# Exercise prompt
Rewrite every item below, substituting "JSON list" for "JSON array" and leaving all other wording unchanged.

════════════════

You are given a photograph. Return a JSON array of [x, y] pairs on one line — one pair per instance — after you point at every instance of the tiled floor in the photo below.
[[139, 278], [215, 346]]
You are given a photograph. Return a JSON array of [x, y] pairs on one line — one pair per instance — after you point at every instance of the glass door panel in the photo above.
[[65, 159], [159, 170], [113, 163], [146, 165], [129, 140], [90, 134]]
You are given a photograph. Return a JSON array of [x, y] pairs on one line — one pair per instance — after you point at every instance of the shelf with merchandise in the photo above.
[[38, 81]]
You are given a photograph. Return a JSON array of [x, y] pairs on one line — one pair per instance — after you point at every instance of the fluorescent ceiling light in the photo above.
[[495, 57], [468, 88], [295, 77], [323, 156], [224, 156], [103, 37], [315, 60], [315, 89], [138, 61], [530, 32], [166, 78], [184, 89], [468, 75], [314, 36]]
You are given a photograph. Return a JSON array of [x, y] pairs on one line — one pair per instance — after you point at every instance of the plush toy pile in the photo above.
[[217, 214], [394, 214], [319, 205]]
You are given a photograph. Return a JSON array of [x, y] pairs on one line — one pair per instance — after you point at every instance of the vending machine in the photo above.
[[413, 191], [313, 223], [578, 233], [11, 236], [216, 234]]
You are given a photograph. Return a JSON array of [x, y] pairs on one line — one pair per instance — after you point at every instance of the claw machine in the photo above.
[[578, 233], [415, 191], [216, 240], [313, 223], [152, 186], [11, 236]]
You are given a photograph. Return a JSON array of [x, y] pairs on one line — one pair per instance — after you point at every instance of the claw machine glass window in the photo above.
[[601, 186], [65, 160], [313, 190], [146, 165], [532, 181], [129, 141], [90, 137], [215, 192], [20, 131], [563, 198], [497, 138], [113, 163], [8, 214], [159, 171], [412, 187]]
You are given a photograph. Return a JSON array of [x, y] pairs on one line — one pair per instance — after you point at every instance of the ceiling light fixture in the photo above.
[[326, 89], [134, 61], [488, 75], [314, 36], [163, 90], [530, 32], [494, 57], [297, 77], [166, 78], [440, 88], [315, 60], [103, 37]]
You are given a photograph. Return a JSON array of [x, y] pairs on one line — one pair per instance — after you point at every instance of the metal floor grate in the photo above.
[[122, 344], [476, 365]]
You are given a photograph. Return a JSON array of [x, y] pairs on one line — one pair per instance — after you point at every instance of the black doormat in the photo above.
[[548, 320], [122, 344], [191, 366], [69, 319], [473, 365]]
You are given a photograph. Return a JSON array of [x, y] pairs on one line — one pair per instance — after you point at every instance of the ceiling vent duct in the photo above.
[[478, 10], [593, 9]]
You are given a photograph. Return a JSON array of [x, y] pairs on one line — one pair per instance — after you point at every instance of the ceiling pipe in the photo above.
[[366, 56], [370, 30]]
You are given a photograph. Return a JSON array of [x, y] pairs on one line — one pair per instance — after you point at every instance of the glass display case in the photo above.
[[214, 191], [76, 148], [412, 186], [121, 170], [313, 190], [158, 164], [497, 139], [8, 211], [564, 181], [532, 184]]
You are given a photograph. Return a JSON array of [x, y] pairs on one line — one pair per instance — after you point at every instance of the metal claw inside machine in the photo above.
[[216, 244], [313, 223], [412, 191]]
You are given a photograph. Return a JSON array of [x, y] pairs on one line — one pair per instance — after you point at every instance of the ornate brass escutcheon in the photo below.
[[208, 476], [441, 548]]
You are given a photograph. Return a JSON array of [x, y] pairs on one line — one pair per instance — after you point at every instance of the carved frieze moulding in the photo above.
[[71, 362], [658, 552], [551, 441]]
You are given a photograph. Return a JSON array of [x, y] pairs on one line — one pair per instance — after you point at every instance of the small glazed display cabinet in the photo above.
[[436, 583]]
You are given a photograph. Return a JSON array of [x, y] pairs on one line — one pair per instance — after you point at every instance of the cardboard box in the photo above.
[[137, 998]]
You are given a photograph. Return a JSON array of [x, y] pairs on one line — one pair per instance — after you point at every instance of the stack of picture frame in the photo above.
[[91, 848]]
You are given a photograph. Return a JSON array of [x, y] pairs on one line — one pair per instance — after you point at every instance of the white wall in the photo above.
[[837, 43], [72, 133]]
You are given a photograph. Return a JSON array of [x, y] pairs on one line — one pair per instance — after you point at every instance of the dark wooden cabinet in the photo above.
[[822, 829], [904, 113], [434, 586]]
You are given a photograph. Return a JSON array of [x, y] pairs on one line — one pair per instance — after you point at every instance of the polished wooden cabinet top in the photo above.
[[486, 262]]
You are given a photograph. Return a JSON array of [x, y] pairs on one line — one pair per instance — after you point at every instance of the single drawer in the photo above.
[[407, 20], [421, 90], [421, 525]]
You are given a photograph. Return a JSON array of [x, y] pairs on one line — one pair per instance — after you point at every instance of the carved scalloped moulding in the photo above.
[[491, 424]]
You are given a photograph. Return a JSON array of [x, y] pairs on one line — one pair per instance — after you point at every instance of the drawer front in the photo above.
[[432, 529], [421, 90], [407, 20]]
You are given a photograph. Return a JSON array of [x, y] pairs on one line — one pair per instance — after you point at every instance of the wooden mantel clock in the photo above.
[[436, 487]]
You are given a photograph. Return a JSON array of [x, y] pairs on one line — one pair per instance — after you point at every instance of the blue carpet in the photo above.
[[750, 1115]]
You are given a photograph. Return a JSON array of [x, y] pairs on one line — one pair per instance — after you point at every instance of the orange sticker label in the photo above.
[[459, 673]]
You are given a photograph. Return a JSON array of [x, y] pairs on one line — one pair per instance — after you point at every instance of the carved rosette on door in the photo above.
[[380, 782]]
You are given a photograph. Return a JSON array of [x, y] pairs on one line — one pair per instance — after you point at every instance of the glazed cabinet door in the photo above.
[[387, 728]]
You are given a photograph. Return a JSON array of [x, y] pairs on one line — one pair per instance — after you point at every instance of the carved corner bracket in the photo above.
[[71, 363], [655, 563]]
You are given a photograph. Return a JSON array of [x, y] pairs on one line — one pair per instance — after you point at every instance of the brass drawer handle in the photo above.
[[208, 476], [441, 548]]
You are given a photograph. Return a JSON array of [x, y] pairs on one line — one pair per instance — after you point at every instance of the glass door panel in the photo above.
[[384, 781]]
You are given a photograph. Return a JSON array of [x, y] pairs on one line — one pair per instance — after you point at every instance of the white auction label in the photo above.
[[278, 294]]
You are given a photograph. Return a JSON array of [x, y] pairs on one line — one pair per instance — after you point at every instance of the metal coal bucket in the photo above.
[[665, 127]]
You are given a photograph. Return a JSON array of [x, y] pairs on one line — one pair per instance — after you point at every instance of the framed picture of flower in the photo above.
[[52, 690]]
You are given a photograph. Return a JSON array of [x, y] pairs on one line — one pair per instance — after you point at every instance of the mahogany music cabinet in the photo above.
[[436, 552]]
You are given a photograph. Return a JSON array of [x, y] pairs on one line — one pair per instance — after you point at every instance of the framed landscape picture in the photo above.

════════════════

# Full answer
You are given a photograph. Return a JSON list of [x, y] pairs on one line — one pair per instance — after you point at every instance of the tiled floor in the photo below.
[[139, 278], [215, 346]]
You are given a photograph. Return a JSON list of [x, y] pairs on one line — one pair per instance — after you point at every instance of the glass door panel in the photo above.
[[65, 159], [159, 170], [113, 163], [146, 165], [129, 140], [90, 134]]
You are given a photograph. Return a JSON list of [x, y] pairs on one line — one pair per instance — after you point at every instance of the shelf with merchandise in the photo above.
[[38, 81]]
You are given a photograph. Return a JSON list of [x, y] pairs on one line — one pair per instance — after you point at every instance of the fluorescent ceiling light in the photo above.
[[495, 57], [468, 88], [295, 77], [323, 156], [224, 156], [103, 37], [315, 60], [315, 89], [138, 61], [530, 32], [166, 78], [184, 89], [468, 75], [314, 36]]
You are given a photograph. Return a JSON list of [x, y] pairs on one line — one pair per instance — after you point at every instance of the plush toy pile in the photo above.
[[217, 214], [394, 214], [319, 205]]
You are given a photograph. Return a JSON list of [x, y] pairs on one line — one pair per instance — after you point at every instance of the vending machine in the photo above.
[[413, 191], [313, 223], [578, 233], [11, 236], [216, 234]]
You are given a photograph. Return a JSON list of [x, y] pairs on one line — one pair per instance — after you point at every instance of the claw machine in the photo above.
[[578, 233], [415, 191], [216, 240], [313, 223], [152, 186], [11, 236]]
You are given a photograph. Return a JSON list of [x, y] pairs on one line — one pair per instance — after you point at every instance of the claw machine glass window in the photo above.
[[601, 186], [65, 160], [313, 190], [146, 165], [532, 181], [129, 141], [90, 137], [215, 192], [20, 131], [563, 198], [497, 138], [113, 163], [8, 214], [159, 171], [412, 187]]
You are given a photograph. Return a JSON list of [x, y] pairs on one line — one pair per instance — after you point at every instance of the ceiling light fixture in the photo above.
[[326, 89], [134, 61], [488, 75], [314, 36], [163, 90], [530, 32], [494, 57], [297, 77], [166, 78], [440, 88], [315, 60], [103, 37]]
You are given a photograph. Return a JSON list of [x, y] pairs on one line — one pair per instance — after you point at every instance of the metal floor grate in the photo above.
[[122, 344], [476, 365]]
You are given a photograph. Return a JSON list of [x, y] pairs on one line — one pair per instance — after you point at every instance of the black doormat in the photo above.
[[548, 320], [122, 344], [191, 366], [69, 319], [473, 365]]
You are given a photograph. Return a JSON list of [x, y] pairs on one line — one pair per instance — after you point at every instance of the ceiling vent duct in the photo above.
[[478, 10], [593, 9]]
You are given a photograph. Return a JSON list of [x, y] pairs on one line — one pair per instance — after you point at every instance of the ceiling pipe in the photo above.
[[366, 56], [370, 30]]
You are given a photograph. Return a JSON list of [x, y] pairs on one line — one pair per instance — after you point at every instance of the glass display case in the photo above.
[[214, 191], [76, 148], [412, 186], [121, 170], [313, 190], [158, 164], [497, 139], [8, 211], [564, 181], [532, 184]]
You are given a photograph. Return a JSON list of [x, y] pairs on one line — one pair per instance — after you point at every instance of the metal claw inside machine in the photo above.
[[216, 244], [313, 223], [412, 191]]
You are given a photograph. Return a JSON list of [x, y] pairs on one line — one pair per instance — after you point at every instance of the ornate brass escutcheon in the photo below.
[[208, 476], [441, 548]]
You are given a photograph. Return a JSON list of [x, y] pairs on one line — one pair per instance — after you point at every instance of the carved frieze moulding in the photo above.
[[71, 362], [658, 552], [551, 441]]
You are given a photograph. Return a JSON list of [x, y] pairs on one line — one pair per instance — after you point at every instance of the small glazed display cabinet in the photo above.
[[436, 583]]
You are given a photograph. Return a JSON list of [x, y] pairs on one line — one pair per instance — after you point at every instance of the cardboard box in the photo above.
[[137, 998]]
You are given a photograph. Return a JSON list of [x, y] pairs on one line — one pair per instance — after you point at every instance of the stack of picture frame in the photo above.
[[91, 848]]
You are given a photograph. Return a JSON list of [x, y] pairs on one line — one pair per instance — after you point at every instance of the white wall in the photo above.
[[837, 43], [72, 133]]
You are given a photograph. Return a JSON list of [x, y] pairs on one line — one pair per instance — after you point at every instance of the dark wooden cabinet in the photo above.
[[822, 829], [904, 113], [434, 586]]
You are given a photograph. Return a JSON list of [x, y] pairs on one line — one pair per instance — after you point at every instance of the polished wooden cabinet top in the photo above.
[[486, 262]]
You are given a photograph. Return a JSON list of [x, y] pairs on one line — one pair per instance — after you point at every instance of the single drawer in the photo above.
[[407, 20], [421, 90], [421, 525]]
You are given a photograph. Return a JSON list of [x, y] pairs on one line — one pair per instance — after you point at every instance of the carved scalloped moulding in the photo above.
[[491, 424]]
You are given a photograph. Return a JSON list of [x, y] pairs on one line — one pair per instance — after you point at every instance of the drawer front in the photo above.
[[432, 529], [421, 90], [407, 20]]
You are given a photograph. Return a JSON list of [x, y] pairs on one line — one pair per instance — after you point at every instance of the wooden mantel clock in the photo above.
[[436, 487]]
You are given a photograph. Return a JSON list of [x, y] pairs on one line — one pair per instance — after you point at every instance of the blue carpet in the photo above.
[[750, 1115]]
You are given a photograph. Return a JSON list of [x, y] pairs on one line — one pair per instance — after you point at every instance of the orange sticker label in the photo above.
[[459, 673]]
You are given a photograph. Return a JSON list of [x, y] pairs on one line — one pair per instance — after you point at every instance of the carved rosette on door in the photo above.
[[380, 782]]
You are given a photograph. Return a JSON list of [x, y] pairs on one line — one pair per instance — after you point at every instance of the glazed cabinet door in the photo above.
[[387, 728]]
You are given a photograph. Return a JSON list of [x, y] pairs on one line — one pair per instance — after you point at every instance of the carved corner bracket in the photo above.
[[71, 363], [655, 563]]
You are given a photograph. Return a JSON list of [x, y] pairs on one line — one pair per instance — after you point at every instance of the brass drawer handle in the photo above.
[[208, 476], [441, 548]]
You are given a photograph. Return a JSON list of [x, y] pairs on one line — one pair per instance — after you point at every instance of the glass door panel in the photo above.
[[384, 781]]
You are given a photograph. Return a JSON list of [x, y] pairs on one line — one pair per instance — after you point at every instance of the white auction label in the photo above.
[[278, 294]]
You are given a photograph. Return a JSON list of [x, y] pairs on one line — one pair per instance — after you point at every instance of the metal coal bucket in the photo above.
[[665, 127]]
You are given a photograph. Return a JSON list of [x, y] pairs on one line — one pair per instance — after you point at every instance of the framed picture of flower in the photo above.
[[52, 690]]
You are given a photograph. Return a JSON list of [x, y] pairs on one line — one pair per instance — after you point at every instance of the mahogany music cabinet in the photo above.
[[436, 552]]
You are given a photograph. Return a JSON list of [x, y] pairs on one line — one pair per instance — after you point at every instance of the framed landscape picture in the photo above.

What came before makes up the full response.